● Source extract:
Critical Accounting Policies and Estimates
There have not been any material changes during the nine months ended September 30, 2018 to the methodology applied by management for critical accounting policies previously disclosed in the Annual Report. Please read “Part II, Item 7. Management’s Discussion and Analysis of Financial Condition and Results of Operations—Critical Accounting Policies and Estimates” in the Annual Report for further description of our critical accounting policies.
Off-Balance Sheet Arrangements
We do not maintain off-balance sheet transactions, arrangements, obligations or other relationships with unconsolidated entities or others that are reasonably likely to have a material current or future effect on our financial condition, changes in financial condition, revenues or expenses, results of operations, liquidity, capital expenditures or capital resources which are not disclosed in the notes to our condensed consolidated financial statements.

49



Contractual Obligations
We had no material changes in our contractual commitments and obligations from amounts listed under “Part II, Item 7. Management’s Discussion and Analysis of Financial Condition and Results of Operations—Capital Requirements and Sources of Liquidity—Contractual Obligations” in our Annual Report on Form 10-K for the year ended December 31, 2017, except as described below.

● Given information:
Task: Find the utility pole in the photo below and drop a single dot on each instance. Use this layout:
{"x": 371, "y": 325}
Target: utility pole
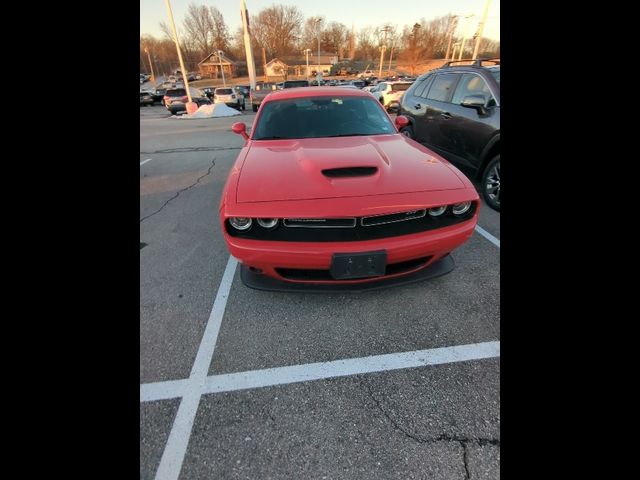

● To-do list:
(a) Rewrite the part of the financial disclosure excerpt that opens with the words containing "Off-Balance Sheet Arrangements" and closes with "as described below.", replacing "unconsolidated entities" with "non-consolidated entities".
(b) According to the financial disclosure excerpt, over what period were there no material changes to the methodology management applied for critical accounting policies?
(c) Decide whether each statement agrees with the financial disclosure excerpt, and answer yes or no with the deciding words quoted: (i) Management made material changes to the methodology for critical accounting policies during the nine months ended September 30, 2018. (ii) The company does not maintain undisclosed off-balance sheet arrangements that are reasonably likely to have a material effect on its financial condition. (iii) The contractual obligations are compared with amounts in the Annual Report on Form 10-K for the year ended December 31, 2017.

● Answers to the problems:
(a)
Off-Balance Sheet Arrangements
We do not maintain off-balance sheet transactions, arrangements, obligations or other relationships with non-consolidated entities or others that are reasonably likely to have a material current or future effect on our financial condition, changes in financial condition, revenues or expenses, results of operations, liquidity, capital expenditures or capital resources which are not disclosed in the notes to our condensed consolidated financial statements.

49



Contractual Obligations
We had no material changes in our contractual commitments and obligations from amounts listed under “Part II, Item 7. Management’s Discussion and Analysis of Financial Condition and Results of Operations—Capital Requirements and Sources of Liquidity—Contractual Obligations” in our Annual Report on Form 10-K for the year ended December 31, 2017, except as described below.

(b) The nine months ended September 30, 2018.

(c)
(i) No: "There have not been any material changes during the nine months ended September 30, 2018 to the methodology applied by management for critical accounting policies"
(ii) Yes: "We do not maintain off-balance sheet transactions, arrangements, obligations or other relationships with unconsolidated entities or others that are reasonably likely to have a material current or future effect on our financial condition"
(iii) Yes: "in our Annual Report on Form 10-K for the year ended December 31, 2017"